-- Dataset excerpts follows --

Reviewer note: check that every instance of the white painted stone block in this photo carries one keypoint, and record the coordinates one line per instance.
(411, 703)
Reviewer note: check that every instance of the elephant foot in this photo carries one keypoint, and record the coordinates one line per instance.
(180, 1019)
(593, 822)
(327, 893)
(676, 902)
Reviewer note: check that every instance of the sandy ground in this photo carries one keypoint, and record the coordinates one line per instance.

-- Dataset excerpts concluded --

■ Exercise: Write out, please, all of the material above exactly as written.

■ Solved exercise:
Reviewer note: check that every instance of the white painted stone block in this photo carries one keypoint, and record the coordinates one line per instance.
(411, 703)
Reviewer note: check that every instance of the elephant foot in this photo carries one keypoint, and record the coordinates one line per instance.
(180, 1019)
(593, 822)
(327, 893)
(676, 902)
Reviewer note: check that every instance of the sandy ground in this photo carries one keypoint, and record the coordinates one line per instance.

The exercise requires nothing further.